Goal - Everything in the listing except the pictures should be written out exactly.

Supplied information -
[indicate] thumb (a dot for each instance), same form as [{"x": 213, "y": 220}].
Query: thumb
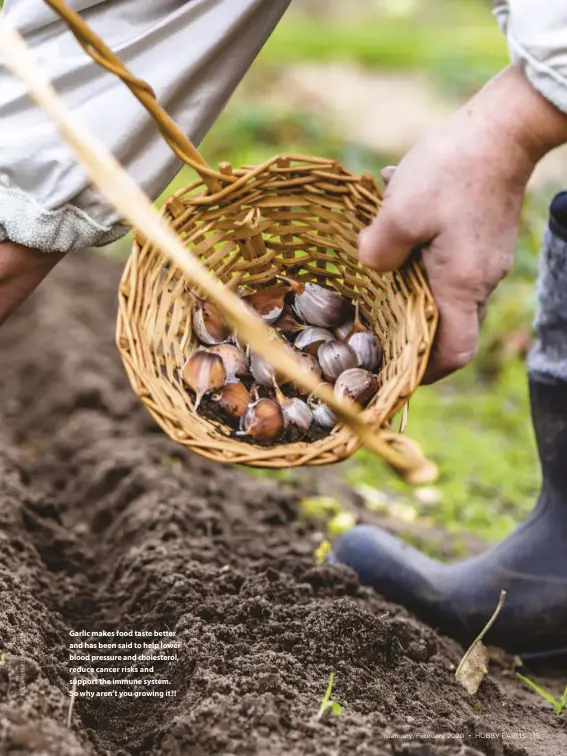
[
  {"x": 387, "y": 173},
  {"x": 456, "y": 339}
]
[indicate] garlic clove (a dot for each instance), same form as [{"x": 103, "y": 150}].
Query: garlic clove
[
  {"x": 344, "y": 331},
  {"x": 204, "y": 373},
  {"x": 287, "y": 324},
  {"x": 261, "y": 369},
  {"x": 234, "y": 399},
  {"x": 334, "y": 358},
  {"x": 234, "y": 360},
  {"x": 297, "y": 413},
  {"x": 356, "y": 384},
  {"x": 318, "y": 306},
  {"x": 311, "y": 338},
  {"x": 322, "y": 415},
  {"x": 235, "y": 339},
  {"x": 209, "y": 324},
  {"x": 269, "y": 302},
  {"x": 367, "y": 348},
  {"x": 263, "y": 420},
  {"x": 310, "y": 366}
]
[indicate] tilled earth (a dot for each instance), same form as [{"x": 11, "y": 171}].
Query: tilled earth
[{"x": 106, "y": 524}]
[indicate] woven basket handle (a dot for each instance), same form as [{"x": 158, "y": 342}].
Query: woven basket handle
[
  {"x": 403, "y": 454},
  {"x": 173, "y": 135}
]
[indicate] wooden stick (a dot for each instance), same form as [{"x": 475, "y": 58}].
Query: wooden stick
[{"x": 117, "y": 186}]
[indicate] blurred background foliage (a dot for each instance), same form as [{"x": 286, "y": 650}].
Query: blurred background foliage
[{"x": 360, "y": 81}]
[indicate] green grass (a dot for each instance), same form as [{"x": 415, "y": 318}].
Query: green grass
[
  {"x": 458, "y": 44},
  {"x": 474, "y": 424}
]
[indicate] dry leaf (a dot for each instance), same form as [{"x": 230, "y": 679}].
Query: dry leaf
[
  {"x": 474, "y": 664},
  {"x": 474, "y": 668}
]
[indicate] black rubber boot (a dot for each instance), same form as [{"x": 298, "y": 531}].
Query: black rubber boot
[{"x": 531, "y": 564}]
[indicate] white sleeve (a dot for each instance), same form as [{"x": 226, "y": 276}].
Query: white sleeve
[
  {"x": 536, "y": 31},
  {"x": 193, "y": 54}
]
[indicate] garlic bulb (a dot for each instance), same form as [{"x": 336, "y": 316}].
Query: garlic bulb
[
  {"x": 209, "y": 324},
  {"x": 233, "y": 398},
  {"x": 263, "y": 420},
  {"x": 334, "y": 358},
  {"x": 344, "y": 331},
  {"x": 269, "y": 302},
  {"x": 295, "y": 412},
  {"x": 356, "y": 384},
  {"x": 310, "y": 339},
  {"x": 322, "y": 415},
  {"x": 367, "y": 348},
  {"x": 234, "y": 360},
  {"x": 287, "y": 324},
  {"x": 316, "y": 305},
  {"x": 262, "y": 371},
  {"x": 309, "y": 365},
  {"x": 204, "y": 373}
]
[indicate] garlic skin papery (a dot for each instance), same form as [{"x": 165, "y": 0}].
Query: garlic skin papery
[
  {"x": 204, "y": 373},
  {"x": 322, "y": 415},
  {"x": 263, "y": 420},
  {"x": 233, "y": 398},
  {"x": 344, "y": 331},
  {"x": 287, "y": 323},
  {"x": 316, "y": 305},
  {"x": 310, "y": 339},
  {"x": 297, "y": 413},
  {"x": 234, "y": 360},
  {"x": 310, "y": 366},
  {"x": 367, "y": 348},
  {"x": 268, "y": 303},
  {"x": 334, "y": 358},
  {"x": 356, "y": 384},
  {"x": 208, "y": 324}
]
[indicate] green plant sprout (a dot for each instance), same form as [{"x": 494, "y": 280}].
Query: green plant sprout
[
  {"x": 320, "y": 553},
  {"x": 559, "y": 705},
  {"x": 326, "y": 703}
]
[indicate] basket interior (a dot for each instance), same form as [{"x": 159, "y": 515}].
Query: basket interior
[{"x": 292, "y": 222}]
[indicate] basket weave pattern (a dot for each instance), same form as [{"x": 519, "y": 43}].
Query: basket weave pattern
[{"x": 296, "y": 216}]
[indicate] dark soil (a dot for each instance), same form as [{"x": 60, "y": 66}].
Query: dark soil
[{"x": 106, "y": 524}]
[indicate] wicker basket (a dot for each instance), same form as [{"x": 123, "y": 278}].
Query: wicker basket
[{"x": 293, "y": 214}]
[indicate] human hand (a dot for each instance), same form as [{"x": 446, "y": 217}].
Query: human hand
[{"x": 457, "y": 196}]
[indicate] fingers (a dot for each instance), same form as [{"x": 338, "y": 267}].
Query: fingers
[
  {"x": 456, "y": 340},
  {"x": 21, "y": 271},
  {"x": 387, "y": 243}
]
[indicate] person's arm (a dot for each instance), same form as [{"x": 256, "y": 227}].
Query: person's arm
[{"x": 457, "y": 196}]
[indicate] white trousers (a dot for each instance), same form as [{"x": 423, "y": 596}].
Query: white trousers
[{"x": 192, "y": 52}]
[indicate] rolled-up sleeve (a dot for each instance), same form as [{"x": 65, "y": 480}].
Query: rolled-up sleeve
[
  {"x": 192, "y": 52},
  {"x": 536, "y": 31}
]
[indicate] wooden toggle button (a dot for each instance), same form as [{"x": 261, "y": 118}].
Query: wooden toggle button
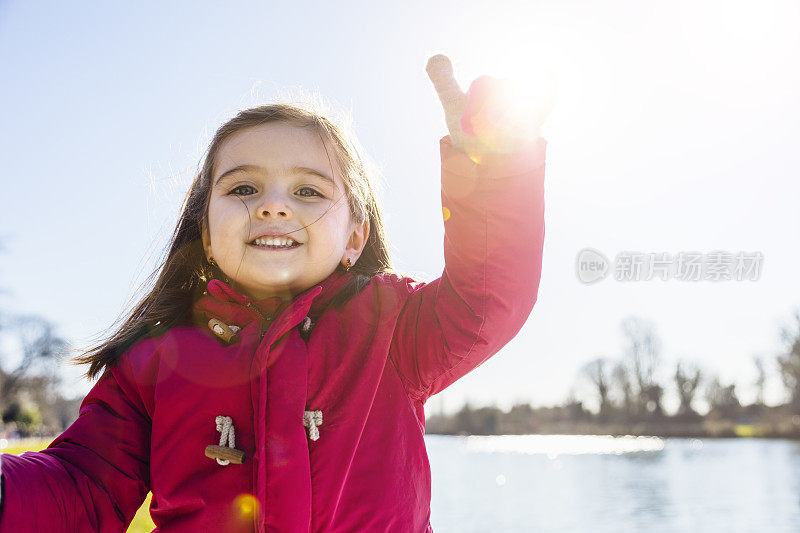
[
  {"x": 224, "y": 453},
  {"x": 222, "y": 330}
]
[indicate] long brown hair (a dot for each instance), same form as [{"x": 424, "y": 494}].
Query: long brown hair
[{"x": 183, "y": 274}]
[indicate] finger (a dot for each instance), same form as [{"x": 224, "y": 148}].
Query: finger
[{"x": 453, "y": 99}]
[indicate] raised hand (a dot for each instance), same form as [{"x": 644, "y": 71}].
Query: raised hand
[{"x": 492, "y": 117}]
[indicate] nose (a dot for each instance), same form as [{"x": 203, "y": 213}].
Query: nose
[{"x": 273, "y": 205}]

Answer for this exercise -
[indicate] thumb (a dot for each instance), same form as [{"x": 213, "y": 220}].
Query: thumb
[
  {"x": 387, "y": 173},
  {"x": 456, "y": 339}
]
[indicate] garlic clove (a dot for each instance), same form as [{"x": 103, "y": 150}].
Query: garlic clove
[
  {"x": 344, "y": 331},
  {"x": 204, "y": 373},
  {"x": 287, "y": 324},
  {"x": 261, "y": 369},
  {"x": 234, "y": 399},
  {"x": 334, "y": 358},
  {"x": 234, "y": 360},
  {"x": 297, "y": 413},
  {"x": 356, "y": 384},
  {"x": 318, "y": 306},
  {"x": 311, "y": 338},
  {"x": 322, "y": 415},
  {"x": 235, "y": 339},
  {"x": 209, "y": 324},
  {"x": 269, "y": 302},
  {"x": 367, "y": 348},
  {"x": 263, "y": 420},
  {"x": 310, "y": 366}
]
[indicate] tilled earth (a dot for each instance), same form as [{"x": 11, "y": 171}].
Query: tilled earth
[{"x": 106, "y": 524}]
[indicate] woven basket handle (a dot for each instance), same form as [{"x": 158, "y": 342}].
Query: woven basket handle
[
  {"x": 403, "y": 454},
  {"x": 173, "y": 135}
]
[indicate] wooden stick (a dot for each instance), same form as [{"x": 475, "y": 58}].
Query: wooden stick
[{"x": 117, "y": 186}]
[indicate] blurred background foliage (a dot for each instance), same form as [{"x": 286, "y": 650}].
Query: blurred background foliage
[{"x": 360, "y": 81}]
[indicate] green grass (a dot for each instance), same form as [{"x": 415, "y": 318}].
Query: green grass
[
  {"x": 458, "y": 44},
  {"x": 474, "y": 424}
]
[indicate] dry leaf (a dot for each instance), same form as [{"x": 230, "y": 679}].
Query: dry leaf
[
  {"x": 474, "y": 664},
  {"x": 474, "y": 668}
]
[indicate] black rubber boot (a dot for each instance), same form as [{"x": 298, "y": 531}].
Query: black rubber boot
[{"x": 531, "y": 564}]
[indicate] white sleeve (a dot for each instance), same form as [{"x": 226, "y": 276}].
Query: white sleeve
[
  {"x": 536, "y": 31},
  {"x": 193, "y": 54}
]
[indicate] garlic bulb (a dot for each instance), same form as [{"x": 336, "y": 316}].
Query: garlic bulb
[
  {"x": 209, "y": 324},
  {"x": 233, "y": 398},
  {"x": 263, "y": 420},
  {"x": 334, "y": 358},
  {"x": 344, "y": 331},
  {"x": 269, "y": 302},
  {"x": 295, "y": 412},
  {"x": 356, "y": 384},
  {"x": 310, "y": 339},
  {"x": 322, "y": 415},
  {"x": 367, "y": 348},
  {"x": 234, "y": 360},
  {"x": 287, "y": 324},
  {"x": 316, "y": 305},
  {"x": 262, "y": 371},
  {"x": 309, "y": 365},
  {"x": 204, "y": 373}
]
[indicate] garlic skin papery (a dot for each instance), same form as [{"x": 165, "y": 0}].
Query: garlic skin papery
[
  {"x": 204, "y": 373},
  {"x": 322, "y": 415},
  {"x": 263, "y": 420},
  {"x": 233, "y": 398},
  {"x": 344, "y": 331},
  {"x": 287, "y": 323},
  {"x": 316, "y": 305},
  {"x": 310, "y": 339},
  {"x": 297, "y": 413},
  {"x": 234, "y": 360},
  {"x": 310, "y": 366},
  {"x": 367, "y": 348},
  {"x": 268, "y": 303},
  {"x": 334, "y": 358},
  {"x": 356, "y": 384},
  {"x": 208, "y": 324}
]
[indicate] green plant sprout (a dot for each instance), same form as [{"x": 494, "y": 280}].
Query: green plant sprout
[
  {"x": 320, "y": 553},
  {"x": 559, "y": 705},
  {"x": 326, "y": 703}
]
[indicate] basket interior (a dot for each instance), same form as [{"x": 159, "y": 515}].
Query: basket interior
[{"x": 292, "y": 222}]
[indicate] basket weave pattern (a dot for each instance), same form as [{"x": 519, "y": 43}].
Query: basket weave pattern
[{"x": 296, "y": 216}]
[indicate] dark soil (a dot for each instance), same form as [{"x": 60, "y": 66}].
Query: dark soil
[{"x": 106, "y": 524}]
[indicate] wicker basket (a dot for each instance), same form as [{"x": 123, "y": 278}].
Query: wicker basket
[{"x": 293, "y": 214}]
[indicate] human hand (a dot for each instance), same form as [{"x": 446, "y": 217}].
Query: human hand
[{"x": 457, "y": 196}]
[indicate] fingers (a dot for each instance), same form as [{"x": 338, "y": 267}].
Query: fingers
[
  {"x": 456, "y": 340},
  {"x": 21, "y": 271},
  {"x": 387, "y": 243}
]
[indicate] person's arm (a dot for each instance), same form as [{"x": 256, "y": 227}].
Query: person's arm
[{"x": 457, "y": 196}]
[indicate] white trousers (a dot for each instance), same form as [{"x": 423, "y": 596}].
Query: white trousers
[{"x": 192, "y": 52}]
[indicate] rolled-up sleeve (a dot for each instance), same form as [{"x": 65, "y": 480}].
Query: rolled-up sleeve
[
  {"x": 192, "y": 52},
  {"x": 536, "y": 31}
]
[indicate] wooden toggle button (a dot for each instance), same form as [{"x": 261, "y": 118}].
Query: wooden toggle button
[
  {"x": 224, "y": 453},
  {"x": 222, "y": 330}
]
[indicate] long brown hair (a dot for each instance), same form as [{"x": 424, "y": 494}].
Query: long brown hair
[{"x": 183, "y": 274}]
[indicate] finger (a dot for each instance), same form as [{"x": 224, "y": 148}].
Query: finger
[{"x": 453, "y": 99}]
[indicate] raised hand (a dot for each instance), same form as [{"x": 644, "y": 71}].
Query: raised hand
[{"x": 492, "y": 117}]
[indicate] nose (a dot for each instance), same form as [{"x": 203, "y": 213}].
Query: nose
[{"x": 273, "y": 205}]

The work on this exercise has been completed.